### CONSIGNES
**a.** Selon le texte sur le film de Lang, qui l'officier anglais tenait-il en ligne de mire de sa carabine ?
**b.** Recopiez le passage du texte sur le film de Lang qui s'ouvre sur les mots contenant « Sauf qu’en n’abattant » et se ferme sur « service des Nazis. », en renommant « Walter Pidgeon » en « l'officier ».

La légèreté, la nonchalance même, ne sont que des leurres : ceux d’un « monde libre » qui ne fait pas encore face au destin qui l’attend. Walter Pidgeon est le symbole de ce monde libre. Officier anglais surpris par les Allemands alors qu’il tenait Hitler en ligne de mire de sa carabine, peu avant la guerre, il est arrêté et torturé alors qu’il n’a pas tiré. Après avoir réussi à s’enfuir, il parvient à regagner l’Angleterre, persuadé d’y retrouver la paix et l’insouciance qu’il avait laissées derrière lui.

Sauf qu’en n’abattant pas Hitler comme il l’aurait pu, en refusant de stopper la marche tragique de l’histoire, il a supprimé toute innocence, et toute insouciance. L’Angleterre (sous les bombes lorsque Lang tourne le film) n’est plus ce havre de paix d’antan. Parce qu’il n’a pas eu le cran, ou l’intelligence, d’appuyer sur la gâchette, Walter Pidgeon ne retrouve dans la brume de Londres qu’un rideau inquiétant dissimulant toutes sortes de dangers. Des dangers qui ont le visage de George Sanders et John Carradine, au service des Nazis.

C’est le coup de génie de Lang avec ce film : faire d’une « non-action » l’acte fondateur du désordre mondial, et de l’enfer qui attend l’Angleterre (et le reste du monde). En ne commettant pas un meurtre, le « héros » fait placer une menace sourde sur tout ce qu’il a toujours connu. Les dernières lueurs d’espoir qu’il rencontre – cette innocence qui a le visage de Joan Bennett – semblent elle aussi condamnées d’avance.

### DONNÉES FOURNIES

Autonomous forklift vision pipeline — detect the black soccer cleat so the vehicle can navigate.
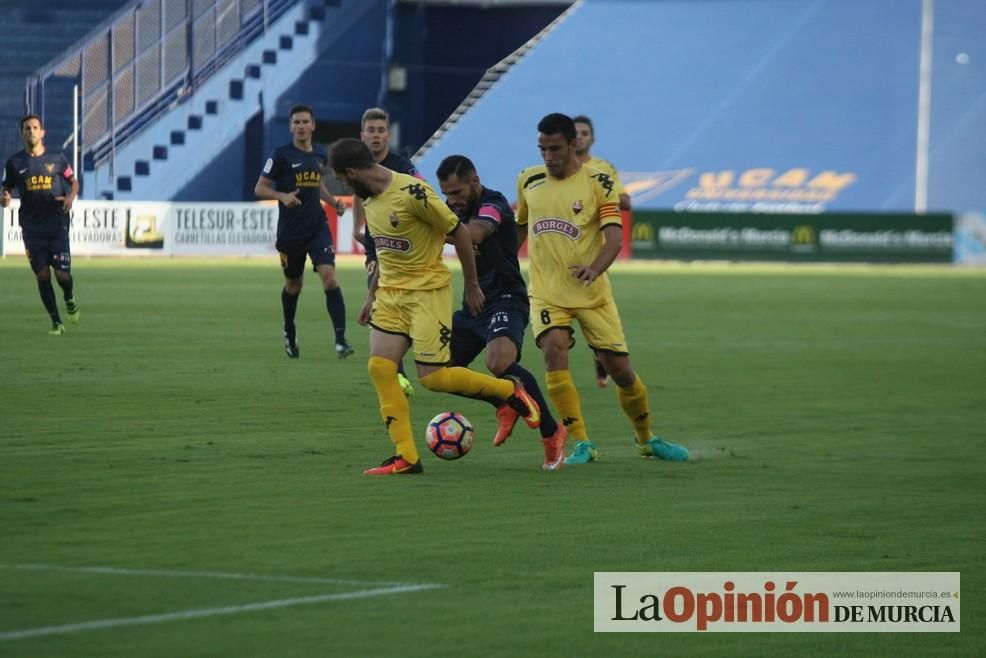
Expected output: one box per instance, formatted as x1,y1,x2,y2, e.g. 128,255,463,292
284,333,301,359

### RÉPONSES
**a.** Hitler.

**b.**
Sauf qu’en n’abattant pas Hitler comme il l’aurait pu, en refusant de stopper la marche tragique de l’histoire, il a supprimé toute innocence, et toute insouciance. L’Angleterre (sous les bombes lorsque Lang tourne le film) n’est plus ce havre de paix d’antan. Parce qu’il n’a pas eu le cran, ou l’intelligence, d’appuyer sur la gâchette, l'officier ne retrouve dans la brume de Londres qu’un rideau inquiétant dissimulant toutes sortes de dangers. Des dangers qui ont le visage de George Sanders et John Carradine, au service des Nazis.